◆ PROBLEM REQUIREMENTS
A verbatim copy of the records below, pictures omitted, is the task.

[Point-per-instance localization data]
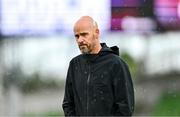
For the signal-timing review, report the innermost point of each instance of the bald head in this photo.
(86, 21)
(86, 33)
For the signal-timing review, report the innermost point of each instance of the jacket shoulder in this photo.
(76, 58)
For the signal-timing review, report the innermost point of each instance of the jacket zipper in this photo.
(88, 80)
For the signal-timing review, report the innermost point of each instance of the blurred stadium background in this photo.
(37, 43)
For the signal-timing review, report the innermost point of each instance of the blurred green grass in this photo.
(168, 105)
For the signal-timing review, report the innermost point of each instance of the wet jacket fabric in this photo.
(99, 85)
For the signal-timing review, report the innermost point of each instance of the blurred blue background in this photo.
(37, 43)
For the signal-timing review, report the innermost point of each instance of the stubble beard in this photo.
(85, 49)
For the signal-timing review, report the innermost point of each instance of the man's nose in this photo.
(80, 39)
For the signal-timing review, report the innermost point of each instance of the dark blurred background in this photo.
(37, 43)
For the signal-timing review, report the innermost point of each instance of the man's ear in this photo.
(97, 31)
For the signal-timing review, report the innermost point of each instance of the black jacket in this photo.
(98, 85)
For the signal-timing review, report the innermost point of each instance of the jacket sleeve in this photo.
(123, 90)
(68, 102)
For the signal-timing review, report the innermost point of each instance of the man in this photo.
(98, 82)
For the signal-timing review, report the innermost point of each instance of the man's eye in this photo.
(77, 36)
(84, 34)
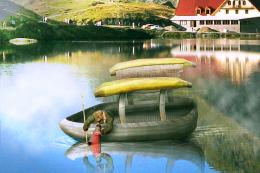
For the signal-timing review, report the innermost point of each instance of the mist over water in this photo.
(43, 83)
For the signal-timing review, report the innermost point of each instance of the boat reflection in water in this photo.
(177, 155)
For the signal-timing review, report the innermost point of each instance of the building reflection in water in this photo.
(236, 59)
(191, 155)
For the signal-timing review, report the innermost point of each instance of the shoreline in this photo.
(50, 32)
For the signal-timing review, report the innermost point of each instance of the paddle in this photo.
(84, 116)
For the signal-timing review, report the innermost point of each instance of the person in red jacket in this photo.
(96, 136)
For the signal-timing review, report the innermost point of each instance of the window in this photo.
(209, 22)
(226, 22)
(208, 11)
(234, 22)
(217, 22)
(227, 11)
(198, 11)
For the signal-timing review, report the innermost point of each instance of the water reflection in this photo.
(235, 59)
(43, 83)
(175, 156)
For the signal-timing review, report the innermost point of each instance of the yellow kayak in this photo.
(22, 41)
(149, 62)
(137, 84)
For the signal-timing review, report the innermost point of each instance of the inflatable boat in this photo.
(140, 118)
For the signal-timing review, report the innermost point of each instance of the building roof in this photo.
(226, 17)
(256, 3)
(188, 7)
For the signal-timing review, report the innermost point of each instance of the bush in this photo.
(6, 35)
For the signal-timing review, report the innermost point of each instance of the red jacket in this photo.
(95, 143)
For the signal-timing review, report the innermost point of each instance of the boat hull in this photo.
(142, 124)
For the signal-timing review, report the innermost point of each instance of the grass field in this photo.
(85, 11)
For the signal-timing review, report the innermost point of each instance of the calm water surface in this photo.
(41, 84)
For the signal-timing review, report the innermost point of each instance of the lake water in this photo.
(43, 83)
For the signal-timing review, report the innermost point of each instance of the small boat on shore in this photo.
(143, 120)
(22, 41)
(161, 67)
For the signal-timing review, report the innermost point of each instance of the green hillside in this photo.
(109, 11)
(12, 15)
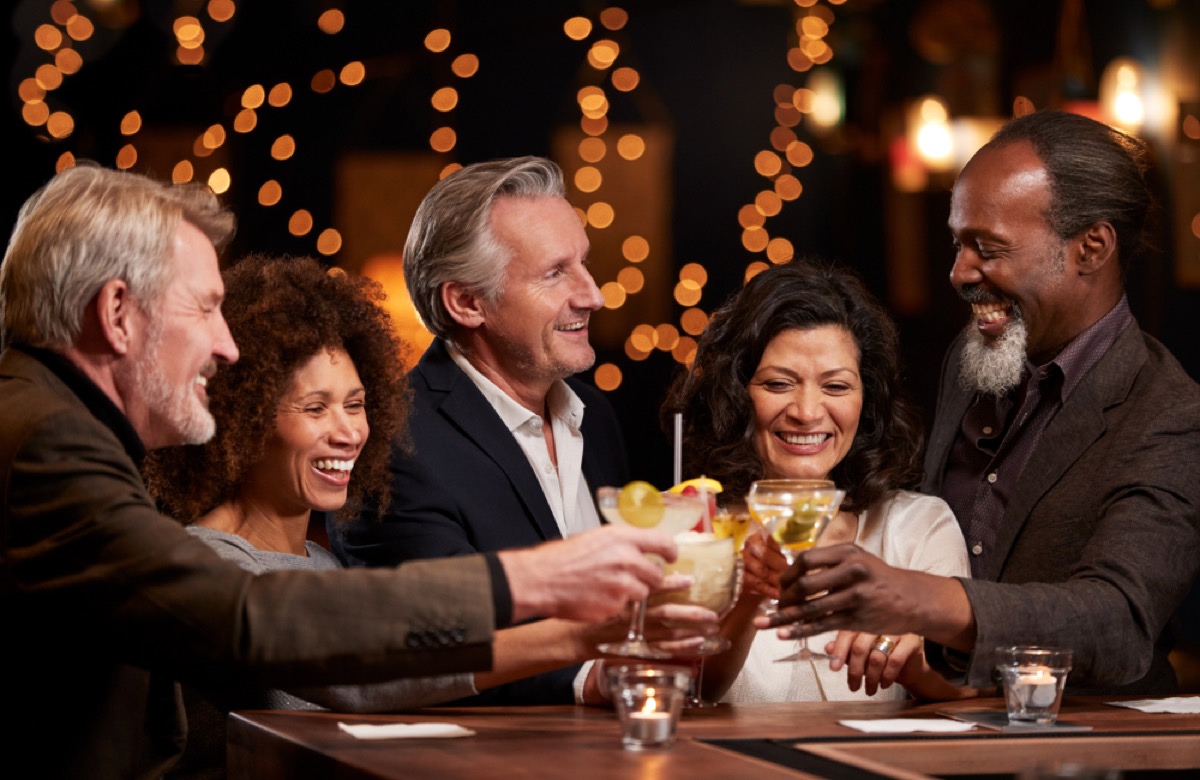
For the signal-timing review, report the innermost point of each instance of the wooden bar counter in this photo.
(769, 741)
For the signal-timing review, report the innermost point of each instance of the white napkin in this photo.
(1180, 705)
(400, 731)
(905, 725)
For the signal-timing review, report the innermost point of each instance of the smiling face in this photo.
(183, 341)
(321, 426)
(1009, 263)
(808, 399)
(537, 331)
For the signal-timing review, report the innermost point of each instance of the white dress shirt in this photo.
(565, 487)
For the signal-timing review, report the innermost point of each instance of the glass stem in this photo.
(637, 624)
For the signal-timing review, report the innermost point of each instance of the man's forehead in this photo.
(1005, 178)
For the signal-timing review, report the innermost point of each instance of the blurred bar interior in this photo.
(702, 139)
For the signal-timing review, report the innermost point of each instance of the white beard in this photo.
(177, 406)
(994, 370)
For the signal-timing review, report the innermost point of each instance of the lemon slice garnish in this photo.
(706, 484)
(641, 504)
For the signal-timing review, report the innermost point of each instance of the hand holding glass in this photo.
(795, 513)
(679, 513)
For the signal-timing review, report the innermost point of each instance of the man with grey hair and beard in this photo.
(1066, 439)
(111, 325)
(505, 447)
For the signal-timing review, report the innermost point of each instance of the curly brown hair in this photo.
(715, 402)
(281, 312)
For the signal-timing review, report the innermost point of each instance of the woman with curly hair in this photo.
(305, 423)
(798, 377)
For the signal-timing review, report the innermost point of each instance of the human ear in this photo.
(1097, 247)
(114, 312)
(463, 305)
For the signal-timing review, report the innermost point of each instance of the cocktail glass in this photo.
(795, 513)
(681, 513)
(712, 562)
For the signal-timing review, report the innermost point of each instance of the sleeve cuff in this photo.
(502, 597)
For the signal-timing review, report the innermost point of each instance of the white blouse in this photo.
(905, 529)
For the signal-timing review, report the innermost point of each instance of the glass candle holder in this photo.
(1033, 678)
(648, 701)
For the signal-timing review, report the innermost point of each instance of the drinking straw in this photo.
(678, 448)
(707, 519)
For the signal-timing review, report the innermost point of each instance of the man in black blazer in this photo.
(111, 303)
(504, 449)
(1066, 441)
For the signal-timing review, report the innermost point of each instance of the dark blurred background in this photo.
(715, 107)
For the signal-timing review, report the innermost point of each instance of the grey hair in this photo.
(451, 239)
(84, 228)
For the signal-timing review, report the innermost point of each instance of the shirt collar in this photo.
(93, 397)
(1085, 351)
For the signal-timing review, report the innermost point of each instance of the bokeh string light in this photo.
(611, 77)
(787, 154)
(606, 71)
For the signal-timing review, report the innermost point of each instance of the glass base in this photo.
(803, 654)
(634, 648)
(712, 646)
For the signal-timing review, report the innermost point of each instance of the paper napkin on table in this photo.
(1180, 705)
(905, 725)
(400, 731)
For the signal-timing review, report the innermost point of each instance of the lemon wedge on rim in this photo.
(641, 504)
(701, 484)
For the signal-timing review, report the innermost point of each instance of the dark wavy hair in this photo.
(714, 399)
(281, 312)
(1097, 174)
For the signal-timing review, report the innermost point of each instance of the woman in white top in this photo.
(798, 377)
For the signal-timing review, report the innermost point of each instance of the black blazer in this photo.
(463, 486)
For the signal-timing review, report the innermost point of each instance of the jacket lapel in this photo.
(466, 408)
(952, 405)
(1073, 430)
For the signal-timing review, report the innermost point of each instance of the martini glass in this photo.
(679, 513)
(795, 513)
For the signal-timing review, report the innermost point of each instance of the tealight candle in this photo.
(1033, 681)
(648, 702)
(1037, 687)
(649, 725)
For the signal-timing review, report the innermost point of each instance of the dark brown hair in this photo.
(281, 312)
(715, 402)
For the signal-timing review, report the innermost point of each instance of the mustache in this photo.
(976, 294)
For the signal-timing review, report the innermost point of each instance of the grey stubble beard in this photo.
(994, 369)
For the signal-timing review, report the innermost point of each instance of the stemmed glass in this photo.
(795, 513)
(715, 573)
(679, 513)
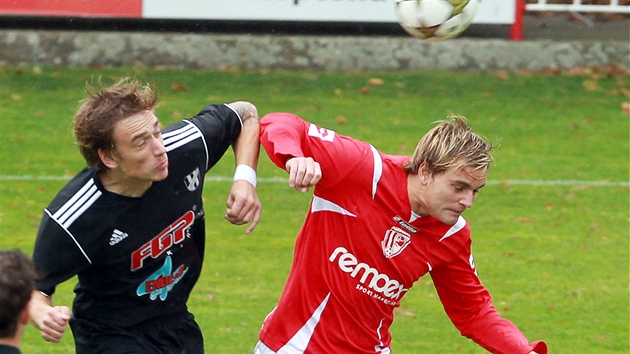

◆ EXERCISE SOLUTION
For the signal-timing review, report the innermost point of each instance of the bald head in this photo.
(86, 21)
(86, 33)
For the signal-timing review, report the innermost point of each instance of the jacket shoulder in this photo.
(76, 58)
For the signal-timing review, report the innermost point of each instance of the jacket zipper in this photo.
(88, 80)
For the signal-timing review, report the innermost point of each instance of the blurred stadium background in this photo.
(37, 43)
For the signal-timing review, report the innermost point of each instance of the blurred green grass in this photo.
(168, 105)
For the signal-timing review, report the innermost point of each instance of the wet jacket fabric in this photo.
(99, 85)
For the signal-timing review, report the innermost point of each instance of the blurred blue background in this photo.
(37, 43)
For the signal-timing review, report the innermost point of each instance of the stubble beard in this photo.
(85, 49)
For the signal-timing review, report the innermost point of each instance of the man's nose in this photo.
(80, 39)
For the signal-timing review, report the innermost point of each instance of the dark blurred background in this photo.
(37, 43)
For the signal-timing review, report the innermost point of each instance of the man's ear in this photo.
(97, 31)
For the signal-timing review, report the innermost point of each instance of the black jacket in this photo.
(98, 85)
For the signal-timing review, report the innermost point of each instance of the jacket sleeve in this photo.
(123, 90)
(68, 102)
For the signal-timing review, report the innermost point of each instance of the man in this photo.
(98, 82)
For the signal-timing review, report the innermost point of each instance of the man's eye in this photo.
(77, 36)
(84, 34)
For the signal-timing review, report the innermost point of each instance of the mist over water in this photo.
(43, 83)
For the signal-timing review, report the innermost point of each instance of the boat reflection in water in this photo.
(177, 155)
For the signal-timing review, report the innermost point of each instance of the building reflection in water in this photo.
(236, 59)
(191, 155)
For the signal-timing review, report the innermost point of each instance of the shoreline in this photo.
(50, 32)
For the signal-timing review, report the innermost point of each instance of the paddle in this photo.
(84, 116)
For the signal-timing review, report the innermost point of each instance of the person in red jacket in this photo.
(96, 136)
For the signal-timing review, report the innermost point of each instance of the window in this photo.
(209, 22)
(226, 22)
(208, 11)
(234, 22)
(217, 22)
(227, 11)
(198, 11)
For the signal-timing review, report the innermost point of each instance of the water reflection in this photo.
(235, 59)
(43, 83)
(175, 156)
For the signal-timing review, report the innermost point of each instance of the yellow kayak in this photo.
(22, 41)
(149, 62)
(137, 84)
For the signal-timing review, report the innermost point of each instance of the inflatable boat in this photo.
(140, 118)
For the signal-timing review, report the innermost point of each instance of the building roof in this photo.
(226, 17)
(256, 3)
(188, 7)
For the signal-timing review, report the innermost point of each instance of the bush in this photo.
(6, 35)
For the signal-timing review, report the innermost point of each instance of the red jacket in this photo.
(95, 143)
For the signal-timing review, report the innermost point of each instance of the boat hull in this photo.
(142, 124)
For the signal-timing review, report the innermost point of each instance of the grass field in this photo.
(85, 11)
For the signal-timing review, report the innermost point of each instance of the calm water surface in this photo.
(41, 84)
For the signal-timing review, report the innermost point of each instance of the lake water in this photo.
(43, 83)
For the signal-timing review, report the innermost point of each instance of the small boat on shore in this photo.
(143, 120)
(22, 41)
(161, 67)
For the signal-timing review, report the innermost point of each instance of the green hillside in this photo.
(109, 11)
(12, 15)
For the signal-timing review, report the innermost point of each instance of the wooden bar counter in this photo.
(769, 741)
For the signal-timing review, report the innermost point of each instance of the white napkin in this photo.
(1180, 705)
(400, 731)
(905, 725)
For the signal-timing review, report the innermost point of each instance of the smiling face in this photo.
(183, 341)
(321, 426)
(1009, 263)
(808, 399)
(537, 331)
For the signal-timing review, report the innermost point of each instance of the white dress shirt in this photo.
(565, 487)
For the signal-timing review, report the innermost point of each instance of the glass stem in this photo.
(637, 624)
For the signal-timing review, report the innermost point of each instance of the man's forehead in this photo.
(1005, 178)
For the signal-timing review, report the innermost point of each instance of the blurred bar interior in this photo.
(702, 139)
For the signal-timing review, report the innermost point of each instance of the white beard in this photo.
(177, 406)
(994, 370)
For the signal-timing review, report the innermost point of each instance of the lemon slice garnish in this photo.
(706, 484)
(641, 504)
For the signal-timing review, report the innermost point of each instance of the hand holding glass in this photo.
(795, 513)
(679, 513)
For the signal-timing review, report the innermost point of each instance of the man with grey hair and beard in this photo.
(1066, 439)
(111, 325)
(505, 447)
For the signal-timing review, report the innermost point of each instance of the curly brown hair in this photo.
(715, 402)
(281, 312)
For the signal-timing review, report the innermost point of each instance of the woman with curly hair in this photo.
(305, 423)
(798, 377)
For the signal-timing review, report the innermost point of each instance of the human ear in this photo.
(1097, 247)
(114, 312)
(463, 305)
For the signal-timing review, report the innermost point of each instance of the cocktail glass in this photo.
(795, 513)
(681, 513)
(712, 562)
For the signal-timing review, report the innermost point of each instance of the sleeve cuff in this photo.
(502, 597)
For the signal-timing review, report the innermost point of each instance of the white blouse in this photo.
(905, 529)
For the signal-timing review, report the innermost point of each instance of the glass candle holder in this photo.
(1033, 678)
(648, 701)
For the signal-timing review, report the innermost point of each instance of the drinking straw in this photo.
(678, 448)
(707, 519)
For the signal-timing review, report the innermost point of each instance of the man in black blazer in this photo.
(111, 303)
(504, 449)
(1066, 441)
For the signal-timing review, report the innermost point of each instance of the dark blurred background in this photo.
(715, 107)
For the signal-timing review, report the innermost point of each instance of the grey hair in this photo.
(451, 239)
(84, 228)
For the signal-timing review, report the innermost point of each instance of the shirt collar in this photo.
(93, 397)
(1085, 351)
For the signal-timing review, report the innermost point of each instance of the bokeh string light in this photo.
(611, 77)
(787, 154)
(606, 71)
For the signal-timing review, report the innermost point of each instance of the glass base in this photo.
(803, 654)
(634, 648)
(712, 646)
For the signal-timing review, report the innermost point of each instance of the paper napkin on table in this photo.
(1180, 705)
(905, 725)
(400, 731)
For the signal-timing review, report the innermost point of each instance of the lemon wedge on rim in this photo.
(641, 504)
(701, 484)
For the signal-timing review, report the innermost point of each instance of the dark wavy hair in this photo.
(714, 399)
(281, 312)
(1097, 174)
For the signal-timing review, report the innermost point of each instance of the woman in white top in this photo.
(798, 377)
For the signal-timing review, report the innermost point of each instance of the black blazer in this photo.
(463, 486)
For the signal-timing review, report the innermost point of each instance of the jacket lapel in this photo.
(466, 408)
(952, 405)
(1073, 430)
For the signal-timing review, report the innermost point of each instance of the martini glass in this photo.
(679, 513)
(795, 513)
For the signal-timing review, report the innermost point of each instance of the tealight candle in this photo.
(1033, 681)
(648, 702)
(1037, 687)
(649, 725)
For the signal-timing review, report the innermost point of each instance of the dark brown hair in this photo.
(281, 312)
(715, 402)
For the signal-timing review, report the innermost point of each instance of the mustache in this photo.
(976, 294)
For the signal-timing review, report the innermost point of each instance of the grey stubble beard in this photo.
(994, 369)
For the signal-timing review, report the innermost point of each instance of the stemmed glass in this photo.
(795, 513)
(715, 573)
(679, 513)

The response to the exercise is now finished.